__WHAT IS EXPECTED__: Transcribe the records that follow, preserving every word.

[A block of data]
>>>

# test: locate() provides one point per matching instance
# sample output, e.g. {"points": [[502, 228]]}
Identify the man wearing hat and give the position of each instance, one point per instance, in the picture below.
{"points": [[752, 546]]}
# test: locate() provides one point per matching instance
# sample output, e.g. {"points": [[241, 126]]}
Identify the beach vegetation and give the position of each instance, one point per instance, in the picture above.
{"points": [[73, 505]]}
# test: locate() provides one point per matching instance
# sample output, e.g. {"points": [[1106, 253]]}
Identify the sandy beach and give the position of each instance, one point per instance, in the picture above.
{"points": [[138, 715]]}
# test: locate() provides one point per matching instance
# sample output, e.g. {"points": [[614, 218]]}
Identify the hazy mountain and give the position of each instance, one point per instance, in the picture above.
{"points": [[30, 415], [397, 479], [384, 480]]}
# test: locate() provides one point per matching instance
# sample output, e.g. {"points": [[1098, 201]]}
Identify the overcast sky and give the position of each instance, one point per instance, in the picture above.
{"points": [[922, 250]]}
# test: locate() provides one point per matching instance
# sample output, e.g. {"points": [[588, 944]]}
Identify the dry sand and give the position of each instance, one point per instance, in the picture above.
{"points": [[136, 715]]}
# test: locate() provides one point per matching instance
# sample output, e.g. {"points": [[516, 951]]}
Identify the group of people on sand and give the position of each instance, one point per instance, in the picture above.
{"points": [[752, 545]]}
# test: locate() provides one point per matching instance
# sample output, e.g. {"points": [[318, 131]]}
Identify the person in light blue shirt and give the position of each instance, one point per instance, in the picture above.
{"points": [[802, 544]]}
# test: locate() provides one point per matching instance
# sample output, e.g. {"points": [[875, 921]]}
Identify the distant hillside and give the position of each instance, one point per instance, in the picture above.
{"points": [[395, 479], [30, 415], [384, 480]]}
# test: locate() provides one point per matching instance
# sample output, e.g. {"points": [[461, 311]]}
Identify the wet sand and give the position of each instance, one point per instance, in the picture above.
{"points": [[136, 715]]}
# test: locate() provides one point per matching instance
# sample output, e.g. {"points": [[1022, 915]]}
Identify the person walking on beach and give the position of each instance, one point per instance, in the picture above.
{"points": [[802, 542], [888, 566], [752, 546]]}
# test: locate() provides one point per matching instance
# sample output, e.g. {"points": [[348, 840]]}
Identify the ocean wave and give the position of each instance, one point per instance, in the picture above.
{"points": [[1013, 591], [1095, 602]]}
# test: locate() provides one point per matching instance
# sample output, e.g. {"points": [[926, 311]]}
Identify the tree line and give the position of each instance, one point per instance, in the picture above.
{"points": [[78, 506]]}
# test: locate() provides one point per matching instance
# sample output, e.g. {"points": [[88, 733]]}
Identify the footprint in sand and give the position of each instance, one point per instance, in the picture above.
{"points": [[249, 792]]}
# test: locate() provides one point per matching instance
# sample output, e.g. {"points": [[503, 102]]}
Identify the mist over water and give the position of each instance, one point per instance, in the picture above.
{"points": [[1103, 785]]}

<<<

__FINISHED ANSWER__:
# test: locate() provides one point per matching instance
# sample output, e.g. {"points": [[502, 228]]}
Identify the man wearing hat and give the position of each instance, one point per instance, in the picture below.
{"points": [[752, 546]]}
# test: locate() provides one point per matching instance
# sample output, e.g. {"points": [[241, 126]]}
Identify the beach vegetation and give the position of each instance, one point per instance, in the picture above.
{"points": [[73, 505]]}
# test: locate() provides one point per matching instance
# sample output, e.g. {"points": [[1106, 253]]}
Identify the sandy beach and give the position of each instance, one point per instance, in the picture above.
{"points": [[138, 715]]}
# test: locate() provides one point per matching instance
# sample output, e.g. {"points": [[614, 218]]}
Identify the hazy mountain and give the position of each instance, one point per instance, in the picture above.
{"points": [[30, 415], [397, 479], [384, 480]]}
# test: locate() provides one point per matching instance
# sample output, e.g. {"points": [[1098, 201]]}
Identify the overcast sky and give the position of each instance, one point per instance, in the picture above.
{"points": [[922, 250]]}
# test: locate() provides one point per matching instance
# sample output, e.g. {"points": [[588, 944]]}
Identify the dry sand and give the position of each instance, one point per instance, in the picture above.
{"points": [[136, 715]]}
# test: locate() provides one point per matching instance
# sample output, e.g. {"points": [[516, 951]]}
Identify the group of people on sand and give the position of each instance, one point per instance, in the picture above.
{"points": [[752, 545]]}
# test: locate() provides one point per matching instance
# sample output, e.g. {"points": [[318, 131]]}
Identify the person in light blue shirt and give the position of each instance, one point per instance, in the picture above.
{"points": [[802, 544]]}
# test: locate() provides one point per matching instance
# sample output, e.g. {"points": [[875, 921]]}
Identify the distant hillside and give the position of each instance, one point per instance, in the picture above.
{"points": [[395, 479], [30, 415], [384, 480]]}
# test: locate() provides one point per matching instance
# sample output, e.g. {"points": [[461, 311]]}
Identify the wet sand and give the position of each instance, one point per instance, in the picture above.
{"points": [[136, 715]]}
# test: locate() provides one point per matching instance
# sample output, e.g. {"points": [[1022, 915]]}
Identify the person walking on beach and give the position of each instance, one point per instance, in the picture above.
{"points": [[802, 542], [888, 566], [752, 546]]}
# test: locate() provides one point per matching instance
# sample output, e.g. {"points": [[348, 840]]}
Identify the ocean wave and give the position of each instance, one point per instance, in the picture above.
{"points": [[1013, 591], [1095, 602]]}
# test: locate() provides one point per matching instance
# sample output, e.g. {"points": [[926, 311]]}
Identify the tree line and give the position of each instance, one point per instance, in the picture above.
{"points": [[78, 506]]}
# test: locate() provides one point per matching instance
# sample output, e.g. {"points": [[88, 733]]}
Identify the footprint in sand and give the position of each instance, one point per instance, in the picture above.
{"points": [[249, 792]]}
# test: locate() provides one point per matching instance
# sample output, e.g. {"points": [[503, 102]]}
Identify the mist over water and give the position of each instance, one point per instance, in the picture above.
{"points": [[1103, 785]]}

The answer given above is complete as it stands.